*What you should do:* Please determine the number of lines in the material below that contain the word "cricket", and state it alone.

################

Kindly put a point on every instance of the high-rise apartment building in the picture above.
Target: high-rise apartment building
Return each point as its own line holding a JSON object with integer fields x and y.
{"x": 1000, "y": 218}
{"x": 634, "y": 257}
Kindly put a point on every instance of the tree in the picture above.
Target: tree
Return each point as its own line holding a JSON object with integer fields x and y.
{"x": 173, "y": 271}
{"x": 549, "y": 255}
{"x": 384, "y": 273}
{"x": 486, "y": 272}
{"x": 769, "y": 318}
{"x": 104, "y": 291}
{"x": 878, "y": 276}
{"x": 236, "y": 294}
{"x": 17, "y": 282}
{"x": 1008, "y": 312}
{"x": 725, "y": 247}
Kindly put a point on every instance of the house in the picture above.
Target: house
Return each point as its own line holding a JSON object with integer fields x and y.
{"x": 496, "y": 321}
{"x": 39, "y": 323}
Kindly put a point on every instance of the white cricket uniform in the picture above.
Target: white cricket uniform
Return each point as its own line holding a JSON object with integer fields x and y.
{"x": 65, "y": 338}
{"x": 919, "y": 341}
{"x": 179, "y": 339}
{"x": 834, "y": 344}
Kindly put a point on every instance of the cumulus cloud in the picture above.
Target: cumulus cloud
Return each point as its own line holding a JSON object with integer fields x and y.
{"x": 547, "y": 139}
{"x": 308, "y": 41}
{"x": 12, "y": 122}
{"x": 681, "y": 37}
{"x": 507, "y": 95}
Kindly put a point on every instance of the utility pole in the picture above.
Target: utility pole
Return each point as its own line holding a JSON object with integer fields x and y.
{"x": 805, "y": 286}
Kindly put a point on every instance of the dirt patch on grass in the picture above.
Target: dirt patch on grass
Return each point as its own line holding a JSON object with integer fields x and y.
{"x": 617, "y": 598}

################

*Answer space:* 2